**What the exercise asks:** Arrange each row below as a Markdown table with two columns, Row and Text, where Row holds the row's number and Text holds the row itself. Leave out any blank lines.

**Given data:**
###

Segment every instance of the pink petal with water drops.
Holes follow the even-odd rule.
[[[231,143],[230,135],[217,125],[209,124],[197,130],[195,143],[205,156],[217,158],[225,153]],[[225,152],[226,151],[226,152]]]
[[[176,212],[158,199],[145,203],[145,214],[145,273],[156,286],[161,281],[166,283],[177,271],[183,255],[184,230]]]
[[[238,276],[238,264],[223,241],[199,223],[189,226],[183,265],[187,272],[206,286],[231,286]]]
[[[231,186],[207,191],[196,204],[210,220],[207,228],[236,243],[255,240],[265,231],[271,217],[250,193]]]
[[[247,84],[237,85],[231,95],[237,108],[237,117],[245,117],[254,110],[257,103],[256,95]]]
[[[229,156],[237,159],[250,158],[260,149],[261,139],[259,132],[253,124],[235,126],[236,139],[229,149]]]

###

**Result of this task:**
| Row | Text |
|---|---|
| 1 | Segment every instance of the pink petal with water drops. |
| 2 | Holes follow the even-odd rule. |
| 3 | [[[231,143],[230,135],[217,125],[209,124],[197,130],[195,143],[205,156],[217,158],[225,153]],[[225,152],[226,151],[226,152]]] |
| 4 | [[[176,212],[158,199],[145,203],[145,214],[145,273],[156,286],[161,281],[166,283],[177,271],[183,255],[184,230]]] |
| 5 | [[[238,276],[238,264],[223,241],[199,223],[189,226],[183,265],[187,272],[206,286],[231,286]]] |
| 6 | [[[231,186],[207,191],[196,204],[210,220],[207,228],[236,243],[255,240],[265,231],[271,217],[250,193]]] |
| 7 | [[[247,84],[237,85],[231,95],[237,108],[237,117],[245,117],[254,110],[257,103],[256,95]]] |
| 8 | [[[229,156],[237,159],[250,158],[260,149],[261,139],[259,132],[253,124],[235,126],[236,139],[229,149]]] |